■ **Exercise aim**
The reply should be the records repeated exactly, without any images.

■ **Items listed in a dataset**
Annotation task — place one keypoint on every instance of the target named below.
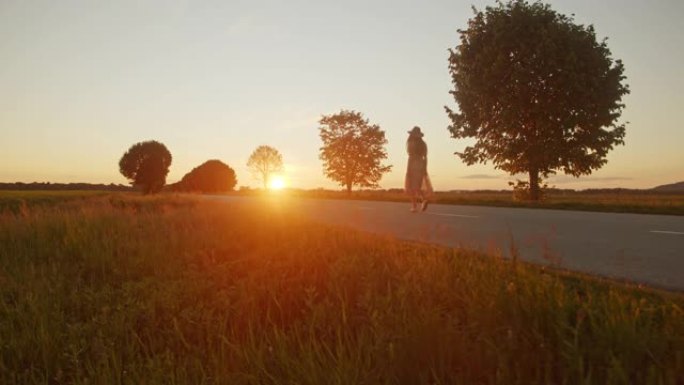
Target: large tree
(212, 176)
(352, 150)
(146, 165)
(264, 162)
(538, 92)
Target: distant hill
(674, 187)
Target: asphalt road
(641, 248)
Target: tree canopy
(264, 162)
(146, 165)
(538, 92)
(212, 176)
(352, 150)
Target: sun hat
(415, 131)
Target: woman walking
(417, 183)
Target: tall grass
(172, 290)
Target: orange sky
(82, 81)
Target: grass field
(114, 289)
(616, 201)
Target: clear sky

■ **Solution to this problem**
Annotation task — place one keypoint on every instance of the target named below.
Target: large tree
(212, 176)
(352, 150)
(146, 165)
(264, 162)
(538, 92)
Target: distant hill
(674, 187)
Target: asphalt road
(641, 248)
Target: tree canopy
(264, 162)
(146, 165)
(538, 92)
(212, 176)
(352, 150)
Target: sun hat
(415, 131)
Target: woman walking
(417, 183)
Target: tall grass
(172, 290)
Target: orange sky
(82, 81)
Target: grass field
(114, 289)
(616, 201)
Target: clear sky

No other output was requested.